Problem to solve ▸
Repeat only the lines from the one holding "Target: overcast sky" down to the last line of the listing below, including both of those lines.

————

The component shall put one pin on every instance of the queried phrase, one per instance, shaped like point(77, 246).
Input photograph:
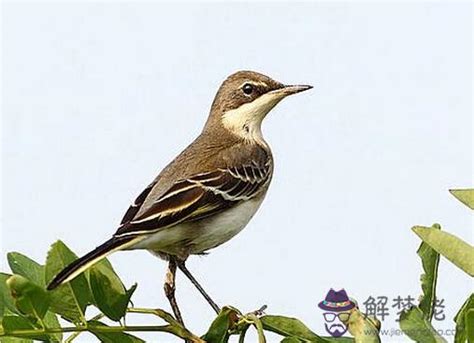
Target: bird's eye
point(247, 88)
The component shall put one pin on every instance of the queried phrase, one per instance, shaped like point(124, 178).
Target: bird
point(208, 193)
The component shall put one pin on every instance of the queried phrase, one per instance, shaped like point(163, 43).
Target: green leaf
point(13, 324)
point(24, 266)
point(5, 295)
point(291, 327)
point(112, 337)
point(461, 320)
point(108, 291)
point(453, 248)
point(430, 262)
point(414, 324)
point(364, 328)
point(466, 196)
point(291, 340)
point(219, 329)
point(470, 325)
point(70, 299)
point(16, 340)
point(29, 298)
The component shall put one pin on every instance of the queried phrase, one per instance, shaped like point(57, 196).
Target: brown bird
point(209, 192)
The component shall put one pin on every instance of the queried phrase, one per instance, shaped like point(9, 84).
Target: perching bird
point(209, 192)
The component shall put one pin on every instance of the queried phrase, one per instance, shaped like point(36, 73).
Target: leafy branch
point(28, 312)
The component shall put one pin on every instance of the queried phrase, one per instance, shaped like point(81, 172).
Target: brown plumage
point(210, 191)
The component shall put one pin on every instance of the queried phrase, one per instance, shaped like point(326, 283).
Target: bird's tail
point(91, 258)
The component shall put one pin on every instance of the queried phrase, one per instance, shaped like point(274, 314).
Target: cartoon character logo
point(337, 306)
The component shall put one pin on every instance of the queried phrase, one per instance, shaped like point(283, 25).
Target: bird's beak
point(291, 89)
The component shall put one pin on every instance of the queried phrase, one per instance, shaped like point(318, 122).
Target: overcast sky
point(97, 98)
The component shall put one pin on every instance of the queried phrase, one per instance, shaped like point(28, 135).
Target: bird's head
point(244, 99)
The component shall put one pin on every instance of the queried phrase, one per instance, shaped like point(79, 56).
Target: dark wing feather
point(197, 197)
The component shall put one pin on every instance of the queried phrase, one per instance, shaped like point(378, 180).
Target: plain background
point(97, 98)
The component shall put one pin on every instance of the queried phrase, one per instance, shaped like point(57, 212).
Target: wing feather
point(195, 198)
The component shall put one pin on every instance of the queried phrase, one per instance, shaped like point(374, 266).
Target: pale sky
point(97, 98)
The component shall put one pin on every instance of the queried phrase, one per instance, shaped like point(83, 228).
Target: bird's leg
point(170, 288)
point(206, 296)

————

Response to this exercise ▸
Target: overcast sky
point(97, 98)
The component shall put one pin on every instance of the queried phrase, one per instance, shaped like point(28, 135).
Target: bird's head
point(244, 99)
The component shall put one pin on every instance of the queried phrase, one per instance, shaped like point(79, 56).
Target: dark wing feather
point(197, 197)
The component shall put one pin on every instance of the queried phrase, one per instance, shaped like point(378, 180).
Target: plain background
point(97, 98)
The component shall put one pin on every instance of the queried phrase, one per instance, shaped like point(57, 212).
Target: wing feather
point(195, 198)
The component shall put one pin on every instance of the queried phrase, one per instance, shaped like point(374, 266).
Target: pale sky
point(97, 98)
The component shall put one pin on every instance of the queried phrase, one per instance, shaped like point(83, 228).
Target: bird's leg
point(170, 288)
point(206, 296)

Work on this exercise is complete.